**EXERCISE INSTRUCTIONS**
Return every line of the data below that contains the string "player". Case matters, so a match must have the same capitalization.

**SOURCE MATERIAL**
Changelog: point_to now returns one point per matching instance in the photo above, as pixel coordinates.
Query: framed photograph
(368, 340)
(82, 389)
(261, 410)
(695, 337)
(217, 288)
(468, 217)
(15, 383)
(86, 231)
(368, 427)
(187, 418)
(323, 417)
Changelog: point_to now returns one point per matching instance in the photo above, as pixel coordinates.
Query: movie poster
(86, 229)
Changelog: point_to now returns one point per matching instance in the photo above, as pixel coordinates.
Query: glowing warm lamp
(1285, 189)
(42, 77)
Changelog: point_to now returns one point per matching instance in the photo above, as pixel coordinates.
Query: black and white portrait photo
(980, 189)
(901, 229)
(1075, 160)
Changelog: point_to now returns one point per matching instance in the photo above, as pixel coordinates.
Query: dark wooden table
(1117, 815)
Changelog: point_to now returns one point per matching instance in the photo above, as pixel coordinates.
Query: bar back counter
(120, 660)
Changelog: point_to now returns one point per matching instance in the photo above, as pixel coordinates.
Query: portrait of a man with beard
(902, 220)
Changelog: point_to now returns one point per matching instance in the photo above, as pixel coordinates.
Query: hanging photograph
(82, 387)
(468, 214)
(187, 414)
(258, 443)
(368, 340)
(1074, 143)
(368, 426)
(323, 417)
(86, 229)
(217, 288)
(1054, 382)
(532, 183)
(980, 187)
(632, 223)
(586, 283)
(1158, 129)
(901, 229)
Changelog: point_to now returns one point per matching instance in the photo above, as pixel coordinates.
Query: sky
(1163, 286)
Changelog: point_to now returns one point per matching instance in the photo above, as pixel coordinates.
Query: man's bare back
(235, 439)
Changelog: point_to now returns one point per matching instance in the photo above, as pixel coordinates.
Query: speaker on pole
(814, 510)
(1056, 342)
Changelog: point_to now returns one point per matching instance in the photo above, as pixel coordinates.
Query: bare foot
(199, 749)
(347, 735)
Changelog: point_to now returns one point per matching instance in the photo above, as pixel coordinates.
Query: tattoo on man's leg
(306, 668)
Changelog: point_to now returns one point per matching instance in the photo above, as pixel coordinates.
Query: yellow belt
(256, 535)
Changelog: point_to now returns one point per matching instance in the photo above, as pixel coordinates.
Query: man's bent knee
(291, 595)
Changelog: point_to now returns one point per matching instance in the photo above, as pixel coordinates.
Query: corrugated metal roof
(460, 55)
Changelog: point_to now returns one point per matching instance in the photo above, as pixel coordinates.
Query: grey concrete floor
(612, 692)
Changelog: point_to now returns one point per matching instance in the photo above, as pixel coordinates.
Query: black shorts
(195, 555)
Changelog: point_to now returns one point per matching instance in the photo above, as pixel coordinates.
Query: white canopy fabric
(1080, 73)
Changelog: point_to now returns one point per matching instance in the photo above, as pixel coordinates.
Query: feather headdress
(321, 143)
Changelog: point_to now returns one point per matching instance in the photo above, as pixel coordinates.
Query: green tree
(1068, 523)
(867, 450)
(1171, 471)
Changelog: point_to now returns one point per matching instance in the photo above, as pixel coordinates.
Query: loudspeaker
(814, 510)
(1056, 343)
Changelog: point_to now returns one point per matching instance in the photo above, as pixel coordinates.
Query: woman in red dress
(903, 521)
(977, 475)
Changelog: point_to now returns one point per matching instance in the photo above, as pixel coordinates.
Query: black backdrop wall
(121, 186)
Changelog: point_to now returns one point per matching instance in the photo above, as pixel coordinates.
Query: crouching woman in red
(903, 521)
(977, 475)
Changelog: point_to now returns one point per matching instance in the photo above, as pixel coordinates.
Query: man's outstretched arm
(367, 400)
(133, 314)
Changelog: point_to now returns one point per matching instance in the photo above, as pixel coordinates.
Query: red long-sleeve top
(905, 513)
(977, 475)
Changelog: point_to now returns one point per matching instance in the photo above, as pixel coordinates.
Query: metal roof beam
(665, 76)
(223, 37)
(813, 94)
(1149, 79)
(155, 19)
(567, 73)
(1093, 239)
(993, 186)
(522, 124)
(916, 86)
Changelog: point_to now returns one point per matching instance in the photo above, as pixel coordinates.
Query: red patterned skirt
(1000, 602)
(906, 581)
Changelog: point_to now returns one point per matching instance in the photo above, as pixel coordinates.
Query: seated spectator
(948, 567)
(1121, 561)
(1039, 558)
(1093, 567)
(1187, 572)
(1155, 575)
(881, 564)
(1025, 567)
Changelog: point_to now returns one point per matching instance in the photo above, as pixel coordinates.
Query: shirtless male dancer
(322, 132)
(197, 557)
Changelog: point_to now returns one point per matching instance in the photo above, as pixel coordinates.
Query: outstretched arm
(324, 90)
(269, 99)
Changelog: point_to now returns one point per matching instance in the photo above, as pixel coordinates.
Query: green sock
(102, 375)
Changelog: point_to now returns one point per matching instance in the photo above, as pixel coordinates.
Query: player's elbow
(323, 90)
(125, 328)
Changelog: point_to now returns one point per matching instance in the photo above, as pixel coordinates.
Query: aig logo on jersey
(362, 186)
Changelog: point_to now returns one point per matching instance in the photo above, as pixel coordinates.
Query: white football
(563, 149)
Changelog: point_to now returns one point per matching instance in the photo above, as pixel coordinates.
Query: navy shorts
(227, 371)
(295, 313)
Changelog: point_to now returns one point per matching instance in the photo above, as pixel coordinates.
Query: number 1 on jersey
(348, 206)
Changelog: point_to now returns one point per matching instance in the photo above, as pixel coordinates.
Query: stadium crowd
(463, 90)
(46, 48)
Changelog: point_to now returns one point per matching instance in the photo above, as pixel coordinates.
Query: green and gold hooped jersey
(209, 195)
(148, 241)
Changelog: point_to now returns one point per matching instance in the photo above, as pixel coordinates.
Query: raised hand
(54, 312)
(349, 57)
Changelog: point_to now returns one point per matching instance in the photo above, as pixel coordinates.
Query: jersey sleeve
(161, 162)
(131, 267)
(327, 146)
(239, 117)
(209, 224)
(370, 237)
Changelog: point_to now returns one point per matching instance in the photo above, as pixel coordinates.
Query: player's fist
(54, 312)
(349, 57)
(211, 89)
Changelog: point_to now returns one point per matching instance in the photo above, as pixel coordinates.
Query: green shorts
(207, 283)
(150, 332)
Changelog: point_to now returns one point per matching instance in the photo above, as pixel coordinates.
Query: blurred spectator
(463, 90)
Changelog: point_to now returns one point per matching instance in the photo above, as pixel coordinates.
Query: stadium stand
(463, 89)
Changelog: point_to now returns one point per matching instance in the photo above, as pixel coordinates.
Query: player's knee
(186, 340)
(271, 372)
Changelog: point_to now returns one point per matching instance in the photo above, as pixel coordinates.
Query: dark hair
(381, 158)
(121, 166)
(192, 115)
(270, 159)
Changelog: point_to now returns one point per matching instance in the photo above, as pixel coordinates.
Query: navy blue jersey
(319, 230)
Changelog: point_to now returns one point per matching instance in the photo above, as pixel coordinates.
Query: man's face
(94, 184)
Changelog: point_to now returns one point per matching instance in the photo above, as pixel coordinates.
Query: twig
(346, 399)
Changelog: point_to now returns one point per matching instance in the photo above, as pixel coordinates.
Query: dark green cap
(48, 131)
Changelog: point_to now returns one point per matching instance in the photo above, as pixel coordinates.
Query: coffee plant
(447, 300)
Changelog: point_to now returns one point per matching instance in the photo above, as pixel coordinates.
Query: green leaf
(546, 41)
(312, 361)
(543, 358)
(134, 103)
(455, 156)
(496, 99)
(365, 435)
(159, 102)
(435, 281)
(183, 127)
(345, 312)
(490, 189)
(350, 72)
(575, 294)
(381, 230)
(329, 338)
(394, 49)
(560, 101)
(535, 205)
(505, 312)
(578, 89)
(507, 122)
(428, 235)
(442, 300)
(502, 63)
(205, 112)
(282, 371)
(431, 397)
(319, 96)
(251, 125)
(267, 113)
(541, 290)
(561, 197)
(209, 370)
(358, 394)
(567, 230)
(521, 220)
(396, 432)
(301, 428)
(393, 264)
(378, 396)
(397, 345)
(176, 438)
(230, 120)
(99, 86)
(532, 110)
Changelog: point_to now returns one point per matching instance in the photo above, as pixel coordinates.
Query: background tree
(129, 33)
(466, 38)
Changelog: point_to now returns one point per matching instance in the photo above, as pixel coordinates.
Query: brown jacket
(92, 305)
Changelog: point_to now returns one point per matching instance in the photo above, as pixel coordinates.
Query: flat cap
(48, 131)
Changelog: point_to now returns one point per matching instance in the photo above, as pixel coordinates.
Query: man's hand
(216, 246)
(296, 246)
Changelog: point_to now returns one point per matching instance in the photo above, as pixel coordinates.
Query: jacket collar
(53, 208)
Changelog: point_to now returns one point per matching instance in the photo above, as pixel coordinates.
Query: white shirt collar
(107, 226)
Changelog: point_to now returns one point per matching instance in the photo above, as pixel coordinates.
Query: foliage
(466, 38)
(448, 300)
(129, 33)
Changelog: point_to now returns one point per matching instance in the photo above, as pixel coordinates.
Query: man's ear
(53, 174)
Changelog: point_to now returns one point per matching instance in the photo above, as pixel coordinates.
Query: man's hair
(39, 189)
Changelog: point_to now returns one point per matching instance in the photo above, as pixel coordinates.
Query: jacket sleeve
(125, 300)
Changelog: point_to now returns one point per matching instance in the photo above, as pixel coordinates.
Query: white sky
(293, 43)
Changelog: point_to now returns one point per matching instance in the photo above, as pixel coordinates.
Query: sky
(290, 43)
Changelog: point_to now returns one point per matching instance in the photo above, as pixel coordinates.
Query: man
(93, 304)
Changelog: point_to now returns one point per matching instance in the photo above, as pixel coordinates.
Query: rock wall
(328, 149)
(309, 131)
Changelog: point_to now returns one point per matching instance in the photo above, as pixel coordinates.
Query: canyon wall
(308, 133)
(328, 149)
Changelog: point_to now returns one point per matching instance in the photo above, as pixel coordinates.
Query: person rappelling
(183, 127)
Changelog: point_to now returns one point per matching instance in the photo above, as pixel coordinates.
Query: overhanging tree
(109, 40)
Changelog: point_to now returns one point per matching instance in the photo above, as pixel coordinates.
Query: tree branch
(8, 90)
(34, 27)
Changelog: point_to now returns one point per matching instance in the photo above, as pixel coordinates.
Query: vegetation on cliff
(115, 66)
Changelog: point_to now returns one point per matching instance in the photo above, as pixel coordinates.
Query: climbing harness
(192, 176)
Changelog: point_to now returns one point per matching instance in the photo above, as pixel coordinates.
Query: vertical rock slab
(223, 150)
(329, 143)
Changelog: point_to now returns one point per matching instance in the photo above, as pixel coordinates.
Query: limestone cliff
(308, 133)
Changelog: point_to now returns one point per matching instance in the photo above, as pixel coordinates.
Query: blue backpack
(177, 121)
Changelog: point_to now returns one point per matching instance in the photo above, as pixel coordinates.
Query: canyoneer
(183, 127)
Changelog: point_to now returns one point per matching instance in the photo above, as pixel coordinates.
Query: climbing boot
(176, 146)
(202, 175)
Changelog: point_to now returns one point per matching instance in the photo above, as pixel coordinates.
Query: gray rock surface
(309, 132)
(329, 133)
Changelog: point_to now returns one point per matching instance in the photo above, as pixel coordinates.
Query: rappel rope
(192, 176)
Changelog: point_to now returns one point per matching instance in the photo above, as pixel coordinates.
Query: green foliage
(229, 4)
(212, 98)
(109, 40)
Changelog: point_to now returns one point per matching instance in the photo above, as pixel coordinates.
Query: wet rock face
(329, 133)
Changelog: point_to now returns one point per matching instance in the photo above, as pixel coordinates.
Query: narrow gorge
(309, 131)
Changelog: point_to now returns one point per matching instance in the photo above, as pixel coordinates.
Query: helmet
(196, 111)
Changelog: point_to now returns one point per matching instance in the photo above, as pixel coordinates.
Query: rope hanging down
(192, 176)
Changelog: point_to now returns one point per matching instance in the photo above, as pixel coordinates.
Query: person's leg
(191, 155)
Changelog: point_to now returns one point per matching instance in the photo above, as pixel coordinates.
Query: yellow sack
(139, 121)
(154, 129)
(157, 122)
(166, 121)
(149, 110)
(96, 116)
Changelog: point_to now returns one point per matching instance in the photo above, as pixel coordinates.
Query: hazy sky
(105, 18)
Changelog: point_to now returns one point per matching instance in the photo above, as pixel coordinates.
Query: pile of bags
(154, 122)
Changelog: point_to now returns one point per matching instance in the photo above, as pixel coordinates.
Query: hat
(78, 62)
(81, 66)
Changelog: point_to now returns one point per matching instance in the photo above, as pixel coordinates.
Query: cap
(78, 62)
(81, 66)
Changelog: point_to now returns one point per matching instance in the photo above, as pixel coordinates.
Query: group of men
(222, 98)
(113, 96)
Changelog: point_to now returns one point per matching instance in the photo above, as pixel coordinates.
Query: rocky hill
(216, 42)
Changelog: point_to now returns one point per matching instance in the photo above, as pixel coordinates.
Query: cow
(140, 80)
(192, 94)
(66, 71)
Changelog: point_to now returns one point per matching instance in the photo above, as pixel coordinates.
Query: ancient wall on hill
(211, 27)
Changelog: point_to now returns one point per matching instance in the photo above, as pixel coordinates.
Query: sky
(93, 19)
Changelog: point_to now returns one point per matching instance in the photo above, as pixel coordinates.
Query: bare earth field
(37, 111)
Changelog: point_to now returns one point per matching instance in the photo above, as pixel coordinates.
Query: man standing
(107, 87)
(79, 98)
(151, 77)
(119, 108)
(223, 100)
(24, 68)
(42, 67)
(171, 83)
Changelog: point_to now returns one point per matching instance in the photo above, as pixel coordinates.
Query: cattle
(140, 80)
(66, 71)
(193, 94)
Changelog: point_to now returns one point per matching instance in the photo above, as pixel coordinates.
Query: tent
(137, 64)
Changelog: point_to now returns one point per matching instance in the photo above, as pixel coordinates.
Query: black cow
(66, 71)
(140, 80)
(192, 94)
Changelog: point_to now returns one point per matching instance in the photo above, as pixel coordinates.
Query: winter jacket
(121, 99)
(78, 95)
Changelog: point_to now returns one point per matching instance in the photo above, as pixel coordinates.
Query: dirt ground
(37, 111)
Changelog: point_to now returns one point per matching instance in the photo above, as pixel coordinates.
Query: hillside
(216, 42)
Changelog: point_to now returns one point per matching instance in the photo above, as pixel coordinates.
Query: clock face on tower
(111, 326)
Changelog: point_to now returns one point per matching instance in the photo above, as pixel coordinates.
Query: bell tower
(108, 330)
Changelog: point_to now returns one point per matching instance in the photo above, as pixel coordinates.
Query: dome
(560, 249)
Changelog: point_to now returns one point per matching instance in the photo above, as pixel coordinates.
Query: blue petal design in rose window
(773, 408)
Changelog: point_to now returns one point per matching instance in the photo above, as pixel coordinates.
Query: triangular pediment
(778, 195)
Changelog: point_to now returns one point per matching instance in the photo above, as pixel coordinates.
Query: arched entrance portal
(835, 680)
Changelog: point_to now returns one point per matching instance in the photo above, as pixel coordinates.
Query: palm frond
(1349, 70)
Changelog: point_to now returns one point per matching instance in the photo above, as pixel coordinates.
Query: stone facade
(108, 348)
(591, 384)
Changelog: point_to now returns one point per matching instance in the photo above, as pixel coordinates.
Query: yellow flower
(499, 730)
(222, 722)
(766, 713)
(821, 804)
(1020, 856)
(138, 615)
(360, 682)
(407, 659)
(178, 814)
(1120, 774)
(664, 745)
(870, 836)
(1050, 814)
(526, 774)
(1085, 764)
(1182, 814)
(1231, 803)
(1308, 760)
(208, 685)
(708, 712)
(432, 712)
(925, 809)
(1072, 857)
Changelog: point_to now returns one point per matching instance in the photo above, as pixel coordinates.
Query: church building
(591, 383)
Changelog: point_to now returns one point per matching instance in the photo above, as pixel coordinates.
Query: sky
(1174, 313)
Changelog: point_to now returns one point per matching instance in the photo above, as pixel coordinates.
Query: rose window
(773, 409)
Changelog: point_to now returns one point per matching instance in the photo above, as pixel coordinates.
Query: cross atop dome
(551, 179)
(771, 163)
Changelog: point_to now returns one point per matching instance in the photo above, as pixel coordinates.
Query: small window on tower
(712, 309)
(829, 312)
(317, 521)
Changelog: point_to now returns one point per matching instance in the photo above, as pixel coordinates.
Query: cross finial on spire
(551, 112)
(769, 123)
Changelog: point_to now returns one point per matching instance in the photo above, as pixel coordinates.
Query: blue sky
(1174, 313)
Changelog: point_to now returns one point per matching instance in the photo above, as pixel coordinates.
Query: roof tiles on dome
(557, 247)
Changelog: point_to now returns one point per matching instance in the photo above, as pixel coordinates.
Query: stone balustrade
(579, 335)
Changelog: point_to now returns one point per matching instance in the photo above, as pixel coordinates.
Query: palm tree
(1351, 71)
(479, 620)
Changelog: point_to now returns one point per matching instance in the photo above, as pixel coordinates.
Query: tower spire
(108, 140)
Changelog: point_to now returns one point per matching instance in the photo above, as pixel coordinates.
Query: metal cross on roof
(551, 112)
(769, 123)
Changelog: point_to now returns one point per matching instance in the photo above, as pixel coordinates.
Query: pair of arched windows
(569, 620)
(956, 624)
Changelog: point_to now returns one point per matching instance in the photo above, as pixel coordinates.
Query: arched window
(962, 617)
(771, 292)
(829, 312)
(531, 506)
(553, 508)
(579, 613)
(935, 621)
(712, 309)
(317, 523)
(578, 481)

**RESULT FOR THIS TASK**
Query: player's elbow
Query: player's fist
Query: player's knee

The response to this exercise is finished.